** Opening Provided material block **

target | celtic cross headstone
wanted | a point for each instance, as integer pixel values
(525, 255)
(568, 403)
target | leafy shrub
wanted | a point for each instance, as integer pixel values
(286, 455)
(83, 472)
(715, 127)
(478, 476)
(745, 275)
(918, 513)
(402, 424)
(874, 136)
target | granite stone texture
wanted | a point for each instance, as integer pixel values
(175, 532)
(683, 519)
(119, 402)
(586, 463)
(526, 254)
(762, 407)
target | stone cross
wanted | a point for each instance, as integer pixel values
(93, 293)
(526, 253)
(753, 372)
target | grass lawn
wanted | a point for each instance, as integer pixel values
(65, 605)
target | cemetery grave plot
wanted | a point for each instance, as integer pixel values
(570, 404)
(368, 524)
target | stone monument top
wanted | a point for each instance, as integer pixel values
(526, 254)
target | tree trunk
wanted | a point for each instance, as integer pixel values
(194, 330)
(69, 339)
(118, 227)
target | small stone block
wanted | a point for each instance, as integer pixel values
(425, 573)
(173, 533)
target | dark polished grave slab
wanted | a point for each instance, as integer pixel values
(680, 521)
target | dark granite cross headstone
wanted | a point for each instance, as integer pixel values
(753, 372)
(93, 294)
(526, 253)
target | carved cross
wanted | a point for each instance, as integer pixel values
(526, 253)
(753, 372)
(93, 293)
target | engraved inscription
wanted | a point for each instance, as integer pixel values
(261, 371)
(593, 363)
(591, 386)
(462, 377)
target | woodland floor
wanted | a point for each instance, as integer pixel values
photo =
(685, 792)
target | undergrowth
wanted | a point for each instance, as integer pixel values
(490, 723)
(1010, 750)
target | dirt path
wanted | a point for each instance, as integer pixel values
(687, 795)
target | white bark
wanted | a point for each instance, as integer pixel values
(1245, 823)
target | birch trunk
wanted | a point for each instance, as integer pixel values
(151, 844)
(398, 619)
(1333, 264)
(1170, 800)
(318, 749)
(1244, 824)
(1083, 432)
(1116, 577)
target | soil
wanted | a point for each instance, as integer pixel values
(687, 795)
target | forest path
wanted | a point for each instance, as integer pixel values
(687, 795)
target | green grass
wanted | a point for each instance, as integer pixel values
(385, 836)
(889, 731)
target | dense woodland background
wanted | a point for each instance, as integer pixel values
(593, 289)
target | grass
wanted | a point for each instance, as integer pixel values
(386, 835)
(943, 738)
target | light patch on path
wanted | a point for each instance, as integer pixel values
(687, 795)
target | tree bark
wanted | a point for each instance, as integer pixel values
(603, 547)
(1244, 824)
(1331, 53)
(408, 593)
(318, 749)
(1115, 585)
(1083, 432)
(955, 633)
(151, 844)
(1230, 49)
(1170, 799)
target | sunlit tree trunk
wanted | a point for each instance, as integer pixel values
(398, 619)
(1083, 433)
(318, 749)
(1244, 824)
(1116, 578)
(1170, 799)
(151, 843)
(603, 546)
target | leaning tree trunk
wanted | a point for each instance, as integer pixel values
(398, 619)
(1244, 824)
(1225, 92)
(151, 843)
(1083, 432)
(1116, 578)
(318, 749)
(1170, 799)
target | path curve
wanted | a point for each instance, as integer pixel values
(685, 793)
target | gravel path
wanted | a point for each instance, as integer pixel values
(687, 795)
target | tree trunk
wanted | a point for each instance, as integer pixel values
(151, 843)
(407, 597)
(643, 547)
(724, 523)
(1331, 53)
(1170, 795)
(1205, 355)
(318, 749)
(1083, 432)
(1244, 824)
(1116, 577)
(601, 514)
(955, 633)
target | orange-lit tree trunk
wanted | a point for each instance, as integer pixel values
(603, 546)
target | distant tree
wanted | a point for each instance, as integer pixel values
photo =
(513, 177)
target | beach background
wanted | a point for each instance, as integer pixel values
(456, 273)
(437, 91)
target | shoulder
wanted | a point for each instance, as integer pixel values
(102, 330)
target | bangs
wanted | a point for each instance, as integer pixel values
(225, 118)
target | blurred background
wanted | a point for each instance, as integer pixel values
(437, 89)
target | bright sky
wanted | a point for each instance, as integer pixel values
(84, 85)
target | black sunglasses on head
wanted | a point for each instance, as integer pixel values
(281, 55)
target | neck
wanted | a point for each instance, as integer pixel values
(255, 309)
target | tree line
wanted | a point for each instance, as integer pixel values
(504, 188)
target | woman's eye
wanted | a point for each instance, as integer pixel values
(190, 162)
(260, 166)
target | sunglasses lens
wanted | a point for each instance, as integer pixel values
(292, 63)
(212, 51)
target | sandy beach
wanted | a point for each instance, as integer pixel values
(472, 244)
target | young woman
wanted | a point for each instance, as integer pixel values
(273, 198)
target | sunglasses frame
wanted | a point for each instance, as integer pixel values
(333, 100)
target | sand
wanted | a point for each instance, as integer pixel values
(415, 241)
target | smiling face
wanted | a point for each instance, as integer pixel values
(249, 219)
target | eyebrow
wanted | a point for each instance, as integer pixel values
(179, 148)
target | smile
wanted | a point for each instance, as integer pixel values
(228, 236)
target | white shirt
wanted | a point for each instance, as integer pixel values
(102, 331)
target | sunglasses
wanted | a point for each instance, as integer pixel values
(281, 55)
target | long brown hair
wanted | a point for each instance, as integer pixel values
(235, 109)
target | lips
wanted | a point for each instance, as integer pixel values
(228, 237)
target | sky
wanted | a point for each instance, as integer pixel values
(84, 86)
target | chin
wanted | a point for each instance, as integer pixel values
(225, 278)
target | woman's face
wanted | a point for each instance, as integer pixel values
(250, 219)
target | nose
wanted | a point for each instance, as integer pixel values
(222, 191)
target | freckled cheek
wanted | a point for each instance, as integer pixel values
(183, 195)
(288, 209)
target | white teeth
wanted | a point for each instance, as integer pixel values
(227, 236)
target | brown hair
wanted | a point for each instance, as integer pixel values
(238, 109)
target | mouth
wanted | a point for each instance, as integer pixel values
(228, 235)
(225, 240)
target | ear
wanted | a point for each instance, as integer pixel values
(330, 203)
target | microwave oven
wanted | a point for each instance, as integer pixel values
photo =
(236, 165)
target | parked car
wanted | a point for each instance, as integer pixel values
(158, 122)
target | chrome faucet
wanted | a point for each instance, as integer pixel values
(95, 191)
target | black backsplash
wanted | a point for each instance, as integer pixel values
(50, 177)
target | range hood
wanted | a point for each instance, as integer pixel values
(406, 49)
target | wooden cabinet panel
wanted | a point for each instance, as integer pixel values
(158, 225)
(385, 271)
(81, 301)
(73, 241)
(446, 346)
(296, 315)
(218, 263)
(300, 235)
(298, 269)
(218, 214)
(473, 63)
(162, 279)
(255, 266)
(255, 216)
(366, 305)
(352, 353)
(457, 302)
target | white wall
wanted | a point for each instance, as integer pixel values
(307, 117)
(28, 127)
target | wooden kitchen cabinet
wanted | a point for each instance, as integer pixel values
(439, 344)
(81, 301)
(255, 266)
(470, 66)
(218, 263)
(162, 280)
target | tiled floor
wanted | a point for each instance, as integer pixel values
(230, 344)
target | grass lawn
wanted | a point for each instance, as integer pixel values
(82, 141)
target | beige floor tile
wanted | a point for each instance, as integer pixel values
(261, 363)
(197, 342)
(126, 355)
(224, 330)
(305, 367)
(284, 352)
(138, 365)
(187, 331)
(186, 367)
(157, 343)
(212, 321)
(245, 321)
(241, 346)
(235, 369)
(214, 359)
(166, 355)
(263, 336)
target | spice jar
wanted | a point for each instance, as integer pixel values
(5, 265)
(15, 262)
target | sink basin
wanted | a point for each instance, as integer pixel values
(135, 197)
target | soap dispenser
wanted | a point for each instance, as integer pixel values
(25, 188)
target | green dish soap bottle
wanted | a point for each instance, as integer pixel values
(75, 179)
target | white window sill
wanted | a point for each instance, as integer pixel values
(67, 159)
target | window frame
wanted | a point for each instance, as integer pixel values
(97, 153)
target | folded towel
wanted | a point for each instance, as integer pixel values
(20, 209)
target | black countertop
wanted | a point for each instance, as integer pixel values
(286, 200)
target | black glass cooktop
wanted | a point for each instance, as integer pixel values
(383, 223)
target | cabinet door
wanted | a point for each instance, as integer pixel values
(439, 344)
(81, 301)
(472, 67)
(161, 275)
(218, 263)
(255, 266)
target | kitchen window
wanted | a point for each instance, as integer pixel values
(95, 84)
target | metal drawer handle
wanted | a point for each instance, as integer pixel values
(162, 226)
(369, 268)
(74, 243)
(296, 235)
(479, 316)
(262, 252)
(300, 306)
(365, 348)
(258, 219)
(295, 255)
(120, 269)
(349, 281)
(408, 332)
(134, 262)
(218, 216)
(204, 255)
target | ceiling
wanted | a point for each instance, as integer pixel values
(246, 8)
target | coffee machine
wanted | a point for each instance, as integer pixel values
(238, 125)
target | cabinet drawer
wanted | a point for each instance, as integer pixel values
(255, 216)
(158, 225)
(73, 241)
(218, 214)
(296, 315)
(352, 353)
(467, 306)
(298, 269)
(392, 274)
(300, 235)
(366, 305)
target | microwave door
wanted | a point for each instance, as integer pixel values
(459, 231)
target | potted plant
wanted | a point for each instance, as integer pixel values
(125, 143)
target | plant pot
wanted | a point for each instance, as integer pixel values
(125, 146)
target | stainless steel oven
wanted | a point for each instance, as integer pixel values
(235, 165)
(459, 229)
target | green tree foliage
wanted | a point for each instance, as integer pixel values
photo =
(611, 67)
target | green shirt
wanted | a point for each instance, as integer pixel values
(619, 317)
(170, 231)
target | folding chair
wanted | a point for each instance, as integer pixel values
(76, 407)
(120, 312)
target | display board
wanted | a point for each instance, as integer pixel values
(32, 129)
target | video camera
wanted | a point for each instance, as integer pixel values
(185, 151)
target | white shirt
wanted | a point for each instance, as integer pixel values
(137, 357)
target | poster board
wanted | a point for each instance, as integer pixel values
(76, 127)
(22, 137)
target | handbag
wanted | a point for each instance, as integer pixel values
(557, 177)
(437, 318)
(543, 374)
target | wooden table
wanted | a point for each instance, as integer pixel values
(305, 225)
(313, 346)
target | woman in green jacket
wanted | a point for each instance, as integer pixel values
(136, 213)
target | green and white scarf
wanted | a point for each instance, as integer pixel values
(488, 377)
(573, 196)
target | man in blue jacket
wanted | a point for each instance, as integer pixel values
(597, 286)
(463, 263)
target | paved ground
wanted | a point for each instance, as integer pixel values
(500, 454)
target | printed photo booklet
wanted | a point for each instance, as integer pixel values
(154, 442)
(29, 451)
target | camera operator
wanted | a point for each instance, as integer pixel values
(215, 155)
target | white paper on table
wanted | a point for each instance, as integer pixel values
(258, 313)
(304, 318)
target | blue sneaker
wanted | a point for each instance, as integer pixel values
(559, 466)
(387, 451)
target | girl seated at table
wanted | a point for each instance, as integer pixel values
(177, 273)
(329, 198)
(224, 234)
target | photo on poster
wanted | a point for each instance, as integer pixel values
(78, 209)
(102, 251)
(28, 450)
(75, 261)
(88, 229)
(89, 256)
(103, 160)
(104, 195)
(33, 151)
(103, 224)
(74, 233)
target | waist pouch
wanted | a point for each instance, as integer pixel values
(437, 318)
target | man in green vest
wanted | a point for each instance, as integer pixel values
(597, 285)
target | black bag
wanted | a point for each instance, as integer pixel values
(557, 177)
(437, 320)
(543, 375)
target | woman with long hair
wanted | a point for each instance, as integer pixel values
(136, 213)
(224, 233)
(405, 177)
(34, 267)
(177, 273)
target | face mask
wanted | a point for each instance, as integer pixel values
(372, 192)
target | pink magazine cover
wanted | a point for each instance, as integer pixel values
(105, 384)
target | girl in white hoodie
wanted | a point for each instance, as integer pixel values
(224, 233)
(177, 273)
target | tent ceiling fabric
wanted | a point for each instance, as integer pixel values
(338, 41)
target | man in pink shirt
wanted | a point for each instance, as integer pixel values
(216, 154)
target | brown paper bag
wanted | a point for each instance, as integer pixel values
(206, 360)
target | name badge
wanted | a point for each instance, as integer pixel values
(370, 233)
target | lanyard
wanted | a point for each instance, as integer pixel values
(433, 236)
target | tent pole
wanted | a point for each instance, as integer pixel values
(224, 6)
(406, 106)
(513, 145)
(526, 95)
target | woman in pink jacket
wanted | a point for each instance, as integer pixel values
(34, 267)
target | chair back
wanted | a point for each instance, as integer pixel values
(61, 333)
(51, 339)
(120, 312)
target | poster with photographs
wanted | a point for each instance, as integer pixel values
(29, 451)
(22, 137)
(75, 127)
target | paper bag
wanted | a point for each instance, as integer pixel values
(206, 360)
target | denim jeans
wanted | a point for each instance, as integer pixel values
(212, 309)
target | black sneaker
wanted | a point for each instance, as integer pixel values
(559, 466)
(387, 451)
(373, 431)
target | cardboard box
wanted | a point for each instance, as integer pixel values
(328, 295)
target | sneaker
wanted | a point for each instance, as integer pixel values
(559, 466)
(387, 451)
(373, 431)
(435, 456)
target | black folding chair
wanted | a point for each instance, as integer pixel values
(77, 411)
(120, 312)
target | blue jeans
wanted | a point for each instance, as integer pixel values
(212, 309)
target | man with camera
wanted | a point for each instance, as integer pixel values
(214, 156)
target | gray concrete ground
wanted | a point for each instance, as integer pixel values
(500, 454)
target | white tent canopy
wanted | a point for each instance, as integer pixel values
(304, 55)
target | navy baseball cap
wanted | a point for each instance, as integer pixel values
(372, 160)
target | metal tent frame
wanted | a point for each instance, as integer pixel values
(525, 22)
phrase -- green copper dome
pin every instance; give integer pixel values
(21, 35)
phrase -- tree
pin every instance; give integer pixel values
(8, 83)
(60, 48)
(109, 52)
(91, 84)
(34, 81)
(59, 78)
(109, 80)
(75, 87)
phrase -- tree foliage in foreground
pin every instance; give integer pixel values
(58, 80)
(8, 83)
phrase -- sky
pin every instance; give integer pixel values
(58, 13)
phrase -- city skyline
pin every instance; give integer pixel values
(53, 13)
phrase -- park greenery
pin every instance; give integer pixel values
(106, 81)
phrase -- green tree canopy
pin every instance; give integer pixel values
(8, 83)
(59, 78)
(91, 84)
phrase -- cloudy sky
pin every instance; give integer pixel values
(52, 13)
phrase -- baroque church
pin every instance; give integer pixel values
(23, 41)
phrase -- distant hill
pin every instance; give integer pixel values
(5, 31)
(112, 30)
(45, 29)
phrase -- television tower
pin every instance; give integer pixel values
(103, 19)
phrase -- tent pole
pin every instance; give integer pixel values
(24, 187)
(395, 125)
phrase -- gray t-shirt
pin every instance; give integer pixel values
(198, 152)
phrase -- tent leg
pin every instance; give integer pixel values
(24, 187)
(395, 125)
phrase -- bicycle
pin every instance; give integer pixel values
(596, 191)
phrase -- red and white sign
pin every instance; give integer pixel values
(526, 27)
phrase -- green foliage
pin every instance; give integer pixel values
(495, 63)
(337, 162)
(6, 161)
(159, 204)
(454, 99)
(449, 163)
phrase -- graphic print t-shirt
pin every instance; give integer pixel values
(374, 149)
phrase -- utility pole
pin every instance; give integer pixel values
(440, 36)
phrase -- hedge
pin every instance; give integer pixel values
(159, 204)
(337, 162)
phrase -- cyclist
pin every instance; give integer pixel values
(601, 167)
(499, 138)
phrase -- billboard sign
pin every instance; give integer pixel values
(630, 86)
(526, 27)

** Closing Provided material block **

> Exercise directions
Output, please, only the lines running from the start of the entries through the line that contains "target | granite stone texture", including both of those lines.

> Answer section
target | celtic cross headstone
wanted | a point for each instance, as integer pixel values
(525, 255)
(568, 403)
target | leafy shrub
wanted | a point for each instance, as integer pixel values
(286, 455)
(83, 472)
(715, 127)
(478, 476)
(745, 275)
(918, 513)
(402, 424)
(874, 136)
target | granite stone texture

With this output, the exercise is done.